- Problem details
Give back an exact copy of the entries beneath, minus the pictures.
──────── Records supplied
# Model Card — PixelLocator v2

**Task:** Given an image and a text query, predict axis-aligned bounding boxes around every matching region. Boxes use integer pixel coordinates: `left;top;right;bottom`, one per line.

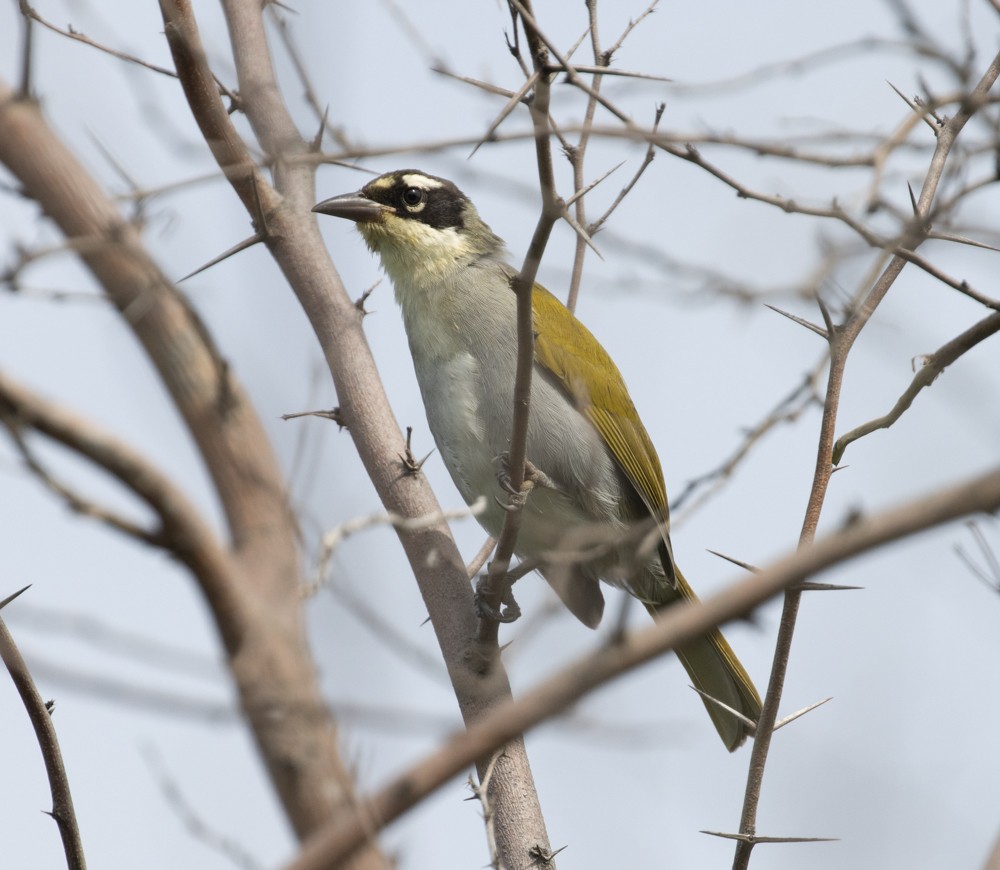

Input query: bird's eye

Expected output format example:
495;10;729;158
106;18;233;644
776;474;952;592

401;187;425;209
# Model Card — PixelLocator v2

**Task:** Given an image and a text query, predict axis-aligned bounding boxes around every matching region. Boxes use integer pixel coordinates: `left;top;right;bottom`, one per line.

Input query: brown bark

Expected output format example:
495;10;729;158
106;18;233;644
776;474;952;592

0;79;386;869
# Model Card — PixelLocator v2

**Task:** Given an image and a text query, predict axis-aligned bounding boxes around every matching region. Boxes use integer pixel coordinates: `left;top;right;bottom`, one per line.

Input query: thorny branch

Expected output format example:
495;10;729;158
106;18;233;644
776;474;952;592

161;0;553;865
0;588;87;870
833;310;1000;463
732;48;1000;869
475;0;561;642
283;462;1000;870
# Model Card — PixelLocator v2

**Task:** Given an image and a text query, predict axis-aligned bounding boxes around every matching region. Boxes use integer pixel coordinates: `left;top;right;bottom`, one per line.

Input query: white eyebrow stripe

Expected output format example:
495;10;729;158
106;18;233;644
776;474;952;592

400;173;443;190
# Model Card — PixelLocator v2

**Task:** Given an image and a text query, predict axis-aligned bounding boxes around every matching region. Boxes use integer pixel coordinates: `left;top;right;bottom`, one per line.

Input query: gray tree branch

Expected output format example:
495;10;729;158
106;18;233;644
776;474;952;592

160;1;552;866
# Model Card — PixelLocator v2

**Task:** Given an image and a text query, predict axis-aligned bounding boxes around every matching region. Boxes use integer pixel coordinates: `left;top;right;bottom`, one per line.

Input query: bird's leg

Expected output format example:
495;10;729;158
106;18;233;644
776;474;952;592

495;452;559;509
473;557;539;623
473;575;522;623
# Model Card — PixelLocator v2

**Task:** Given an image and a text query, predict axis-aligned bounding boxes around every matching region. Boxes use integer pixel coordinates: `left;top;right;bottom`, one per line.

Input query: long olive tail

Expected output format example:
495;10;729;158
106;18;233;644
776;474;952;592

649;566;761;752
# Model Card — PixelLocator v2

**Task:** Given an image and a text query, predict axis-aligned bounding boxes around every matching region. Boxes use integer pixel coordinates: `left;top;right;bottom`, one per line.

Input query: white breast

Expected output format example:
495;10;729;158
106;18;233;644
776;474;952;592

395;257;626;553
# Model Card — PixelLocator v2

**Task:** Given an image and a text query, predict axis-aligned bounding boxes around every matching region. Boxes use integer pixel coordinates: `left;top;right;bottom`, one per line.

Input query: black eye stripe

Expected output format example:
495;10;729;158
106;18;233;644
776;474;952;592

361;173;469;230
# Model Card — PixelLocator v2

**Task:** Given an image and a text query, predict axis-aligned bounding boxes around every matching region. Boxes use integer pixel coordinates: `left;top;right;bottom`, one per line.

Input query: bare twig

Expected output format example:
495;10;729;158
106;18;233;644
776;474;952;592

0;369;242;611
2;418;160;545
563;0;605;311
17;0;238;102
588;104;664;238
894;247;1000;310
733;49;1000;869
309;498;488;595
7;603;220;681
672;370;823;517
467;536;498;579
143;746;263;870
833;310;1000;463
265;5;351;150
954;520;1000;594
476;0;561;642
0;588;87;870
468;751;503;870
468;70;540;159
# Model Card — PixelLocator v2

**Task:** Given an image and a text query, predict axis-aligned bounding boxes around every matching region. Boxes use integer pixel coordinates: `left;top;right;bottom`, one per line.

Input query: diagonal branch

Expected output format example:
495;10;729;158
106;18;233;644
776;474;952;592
────────────────
- Solution for this exercise
# Model Card — PixelLocator v2

**Task:** Given an image and a text query, predict axis-aligned bounding boxes around every matching region. Boxes use integer pixel coordinates: `left;top;right;bottom`, one per line.


Input query: bird's eye

Expected output format example:
495;10;729;158
106;18;233;644
776;474;952;592

401;187;425;209
# Model Card — PixelLocator v2

**Task:** Given an image and a text query, predict axis-aligned bounding boxes around every matching region. Boxes use integer pixel coordinates: `left;top;right;bottom`, one per line.

Input query: brown bark

Expected output format example:
495;10;729;158
106;18;233;644
776;474;952;592

0;79;386;869
# Model Card — PixelLocator v2

**Task:** Given an image and a text query, predict axis-aligned bounding boxes around every matching region. Boxes use integer pixel coordinates: `left;top;right;bottom`, one per line.

Input query: thorny branch

Expected output format example:
495;10;729;158
106;18;233;644
776;474;952;592

161;0;553;865
0;588;87;870
833;310;1000;463
732;48;1000;869
475;0;561;642
283;462;1000;870
# Model Card — PixelLocator v2

**Task:** Given an image and a text query, predict axis-aligned bounding boxes around every matching region. Boxes use integer pixel coordinates: `left;top;right;bottom`, one per line.

Input query: white eyebrow stripe

Expected output format example:
495;10;729;158
106;18;233;644
776;474;952;592

400;173;443;190
# Model Card — PixelLocator v2

**Task:** Given an image and a text query, predict axis-aligned bounding boxes around every matching region. Boxes use integer pixel coordinates: `left;top;right;bottom`, one per line.

Input query: gray tree branch

Expected output format example:
495;10;729;158
106;18;233;644
776;474;952;592

160;1;552;866
# Model Card — PixelLocator v2

**Task:** Given an image and a text query, predict axis-aligned bounding boxes around every matching region. Boxes use integer pixel coordinates: `left;top;right;bottom`, one per line.

Input query: bird's leg

Expected output format example:
495;10;729;158
106;18;233;644
776;474;952;592

495;452;559;509
473;557;539;623
473;575;522;623
# Model Card — PixelLocator v2

**Task:** Given an image and a text query, predict axis-aligned bounding boxes around every matching region. Boxes use integer pixel coordinates: `left;top;right;bottom`, one per line.

Input query: long olive tail

Expected output format example:
495;10;729;158
106;18;233;644
776;474;952;592

649;566;761;752
# Model Card — PixelLocator v2

**Task:** Given an image and a text query, predict axis-aligned bounding boxes around every matching region. Boxes use integer pixel coordinates: `left;top;right;bottom`, one per line.

Input query: white breast

Expected output format example:
495;10;729;158
106;18;233;644
776;474;952;592

395;257;626;553
# Model Card — PixelLocator v2

**Task:** Given an image and a text query, predict axis-aligned bounding boxes around every matching region. Boxes use integer pixel coordinates: `left;top;right;bottom`, one per line.

Input query: black eye stripe

Expected output format example:
495;10;729;158
106;18;233;644
776;474;952;592

361;173;469;230
# Model Card — PixelLocator v2

**Task:** Given an image and a text query, predict axis-aligned bounding boxes around every matching region. Boxes use integer pixel coordinates: `left;top;right;bottom`, one per line.

Input query: bare twig

Expected output format example:
495;10;729;158
106;18;233;644
776;474;952;592

0;369;242;611
2;418;160;545
563;0;605;311
17;0;238;102
588;104;664;238
894;247;1000;310
733;49;1000;869
309;498;488;595
7;603;220;681
672;370;823;517
467;536;498;579
143;746;263;870
833;310;1000;463
265;5;351;150
954;520;1000;594
476;0;561;642
0;588;87;870
468;751;503;870
468;70;540;159
# Model Card — PixelLocator v2

**Task:** Given an image and a text query, predict axis-aligned bounding boxes around every matching region. Boxes use integer pixel coordinates: `left;top;right;bottom`, one per line.

Input query: diagonal branch

Expected output format example:
495;10;729;158
106;18;233;644
776;474;952;592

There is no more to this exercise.